REQUIRED TASK -
Here are some records. Copy each one exactly.

INPUT ROWS -
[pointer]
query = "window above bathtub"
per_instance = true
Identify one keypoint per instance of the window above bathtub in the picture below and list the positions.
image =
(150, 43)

TASK RESULT -
[pointer]
query = "window above bathtub"
per_instance = true
Identify one keypoint per instance of the window above bathtub in the picture below and list the positions.
image =
(150, 43)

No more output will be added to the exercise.